### Location identification entries
────────────────────────────────────────

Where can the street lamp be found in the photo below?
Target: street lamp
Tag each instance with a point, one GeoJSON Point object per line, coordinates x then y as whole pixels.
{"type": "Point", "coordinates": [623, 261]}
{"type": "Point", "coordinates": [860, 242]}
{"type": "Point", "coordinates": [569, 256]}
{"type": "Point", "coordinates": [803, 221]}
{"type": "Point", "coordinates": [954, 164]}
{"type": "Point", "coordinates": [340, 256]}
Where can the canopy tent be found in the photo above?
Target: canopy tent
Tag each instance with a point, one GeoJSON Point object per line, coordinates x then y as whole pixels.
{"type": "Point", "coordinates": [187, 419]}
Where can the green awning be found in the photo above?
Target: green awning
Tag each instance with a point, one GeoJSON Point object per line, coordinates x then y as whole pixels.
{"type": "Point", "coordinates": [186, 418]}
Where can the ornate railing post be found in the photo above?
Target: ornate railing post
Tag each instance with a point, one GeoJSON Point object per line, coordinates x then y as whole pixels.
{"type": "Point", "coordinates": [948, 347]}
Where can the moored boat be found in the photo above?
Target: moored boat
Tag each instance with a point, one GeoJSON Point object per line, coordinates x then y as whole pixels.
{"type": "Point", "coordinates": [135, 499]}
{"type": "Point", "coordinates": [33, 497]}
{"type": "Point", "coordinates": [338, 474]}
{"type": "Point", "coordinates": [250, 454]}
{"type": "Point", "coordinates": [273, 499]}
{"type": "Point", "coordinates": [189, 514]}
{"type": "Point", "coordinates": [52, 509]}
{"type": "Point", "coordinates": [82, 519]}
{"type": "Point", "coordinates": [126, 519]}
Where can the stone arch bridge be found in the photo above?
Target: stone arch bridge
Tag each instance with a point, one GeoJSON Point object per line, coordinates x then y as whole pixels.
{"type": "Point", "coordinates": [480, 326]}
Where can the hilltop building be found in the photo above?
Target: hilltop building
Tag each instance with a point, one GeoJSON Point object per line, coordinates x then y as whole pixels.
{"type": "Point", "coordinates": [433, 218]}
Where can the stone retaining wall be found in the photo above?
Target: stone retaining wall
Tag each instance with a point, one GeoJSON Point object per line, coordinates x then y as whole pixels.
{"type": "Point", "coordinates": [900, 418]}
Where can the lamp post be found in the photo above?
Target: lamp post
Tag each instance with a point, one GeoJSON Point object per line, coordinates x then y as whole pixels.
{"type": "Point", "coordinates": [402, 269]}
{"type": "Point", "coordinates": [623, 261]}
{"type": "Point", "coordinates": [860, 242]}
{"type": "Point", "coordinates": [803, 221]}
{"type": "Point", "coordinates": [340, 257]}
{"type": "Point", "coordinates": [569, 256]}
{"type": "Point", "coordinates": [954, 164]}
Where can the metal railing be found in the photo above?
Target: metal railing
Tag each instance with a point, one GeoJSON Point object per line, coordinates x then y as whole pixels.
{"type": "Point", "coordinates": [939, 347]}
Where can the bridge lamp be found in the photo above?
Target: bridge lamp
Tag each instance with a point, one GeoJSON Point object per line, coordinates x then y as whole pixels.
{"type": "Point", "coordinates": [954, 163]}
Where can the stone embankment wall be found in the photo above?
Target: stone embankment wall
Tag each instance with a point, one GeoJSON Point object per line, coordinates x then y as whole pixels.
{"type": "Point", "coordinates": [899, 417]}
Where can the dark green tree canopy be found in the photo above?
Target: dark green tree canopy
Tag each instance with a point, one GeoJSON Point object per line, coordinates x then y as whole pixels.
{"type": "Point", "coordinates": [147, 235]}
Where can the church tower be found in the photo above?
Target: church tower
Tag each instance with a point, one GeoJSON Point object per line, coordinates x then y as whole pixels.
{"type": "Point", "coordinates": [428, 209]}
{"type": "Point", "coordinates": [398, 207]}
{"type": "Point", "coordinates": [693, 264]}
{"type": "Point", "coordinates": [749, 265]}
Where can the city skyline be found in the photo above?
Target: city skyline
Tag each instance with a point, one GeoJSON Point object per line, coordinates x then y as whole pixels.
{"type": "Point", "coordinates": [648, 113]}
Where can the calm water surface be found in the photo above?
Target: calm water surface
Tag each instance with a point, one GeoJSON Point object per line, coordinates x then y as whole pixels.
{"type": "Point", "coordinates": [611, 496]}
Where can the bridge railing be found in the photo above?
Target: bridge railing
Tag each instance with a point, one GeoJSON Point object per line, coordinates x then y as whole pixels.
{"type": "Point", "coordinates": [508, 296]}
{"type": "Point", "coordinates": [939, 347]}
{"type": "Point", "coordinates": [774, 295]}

────────────────────────────────────────

### Problem statement
Rewrite the listing from the line with "Where can the stone embankment" through the end, keeping every line including the requests, but reduce each coordinate in the answers by 106.

### Result of this task
Where can the stone embankment wall be found in the photo above?
Target: stone embankment wall
Tag each instance with a point, one GeoJSON Point object per line, coordinates x then y as whole pixels.
{"type": "Point", "coordinates": [793, 311]}
Where can the dark green tree canopy be found in the photo above?
Target: dark green tree canopy
Tag each instance with a point, one GeoJSON Point object per line, coordinates x then y as whole pixels.
{"type": "Point", "coordinates": [41, 129]}
Where can the church tower be found in the photo above?
Target: church tower
Tag each instance with a point, one GeoJSON Point object per line, coordinates x then y as whole pixels.
{"type": "Point", "coordinates": [322, 103]}
{"type": "Point", "coordinates": [292, 101]}
{"type": "Point", "coordinates": [587, 158]}
{"type": "Point", "coordinates": [643, 159]}
Where can the city skyline be found in the photo above?
Target: city skyline
Tag each instance with a point, one GeoJSON Point object per line, coordinates x then y as whole pixels.
{"type": "Point", "coordinates": [542, 7]}
Where can the calm water surface be found in the photo above?
Target: calm water surface
Tag each instance with a point, one GeoJSON Point object per line, coordinates x then y as whole pixels.
{"type": "Point", "coordinates": [505, 390]}
Where can the bridge railing be found in the photo above?
Target: bridge railing
Tag each instance with a point, one GeoJSON Point object per line, coordinates x then y as whole pixels.
{"type": "Point", "coordinates": [402, 190]}
{"type": "Point", "coordinates": [833, 241]}
{"type": "Point", "coordinates": [668, 189]}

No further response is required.